> _THE EXERCISE_: Find each line in the records that contains the word "empty" and copy those lines out in full.

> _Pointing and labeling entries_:
* * * *
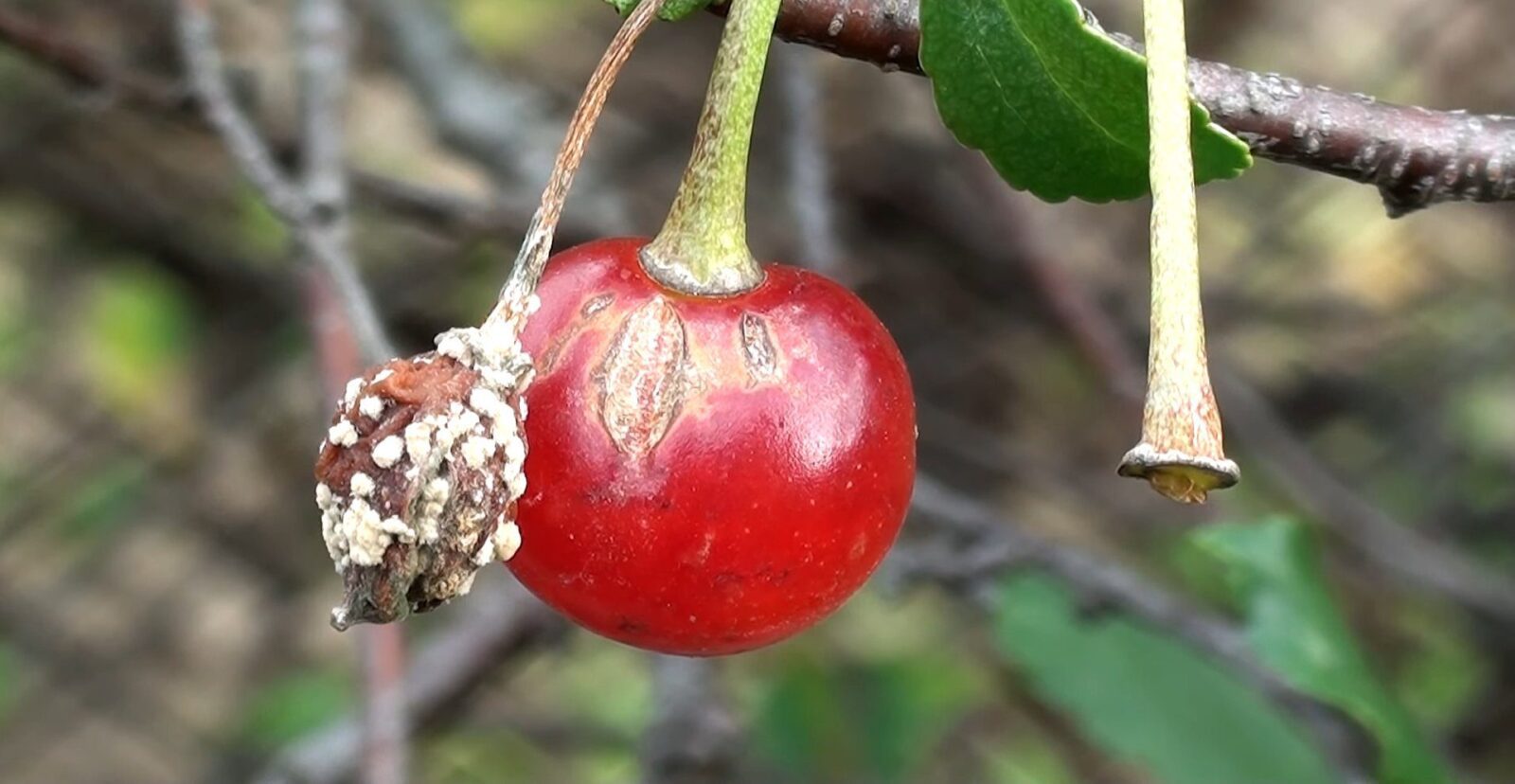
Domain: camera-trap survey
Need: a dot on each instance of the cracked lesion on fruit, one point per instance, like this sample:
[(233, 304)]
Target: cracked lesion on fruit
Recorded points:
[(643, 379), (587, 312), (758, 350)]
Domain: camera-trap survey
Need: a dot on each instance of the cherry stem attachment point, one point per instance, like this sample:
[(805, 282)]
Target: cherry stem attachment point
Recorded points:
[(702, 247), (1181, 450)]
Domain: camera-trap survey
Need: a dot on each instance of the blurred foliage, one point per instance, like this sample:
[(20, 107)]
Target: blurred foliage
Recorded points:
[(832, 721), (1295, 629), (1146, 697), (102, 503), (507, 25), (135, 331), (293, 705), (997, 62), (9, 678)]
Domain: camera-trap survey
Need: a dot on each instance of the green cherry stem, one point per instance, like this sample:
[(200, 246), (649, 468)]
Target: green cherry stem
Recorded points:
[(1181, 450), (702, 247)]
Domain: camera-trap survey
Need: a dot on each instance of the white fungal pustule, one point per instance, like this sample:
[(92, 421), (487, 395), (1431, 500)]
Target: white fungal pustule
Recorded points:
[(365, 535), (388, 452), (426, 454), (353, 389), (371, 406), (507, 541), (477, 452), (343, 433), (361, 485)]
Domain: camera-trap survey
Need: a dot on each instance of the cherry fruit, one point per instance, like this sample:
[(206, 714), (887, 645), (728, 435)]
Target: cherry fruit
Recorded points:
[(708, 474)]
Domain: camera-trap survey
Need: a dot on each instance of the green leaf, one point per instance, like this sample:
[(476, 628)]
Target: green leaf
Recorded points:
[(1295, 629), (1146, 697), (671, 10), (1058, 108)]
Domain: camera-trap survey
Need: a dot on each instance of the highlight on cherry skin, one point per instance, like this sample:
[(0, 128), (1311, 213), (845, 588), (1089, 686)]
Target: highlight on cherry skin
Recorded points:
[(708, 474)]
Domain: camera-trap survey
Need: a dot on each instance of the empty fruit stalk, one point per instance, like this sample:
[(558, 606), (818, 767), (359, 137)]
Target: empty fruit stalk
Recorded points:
* * * *
> _RESPONSE TO THE TASK_:
Need: a dot on each instance of the empty fruit stalk, one point per instance, like this sample:
Target: empty fruit stalk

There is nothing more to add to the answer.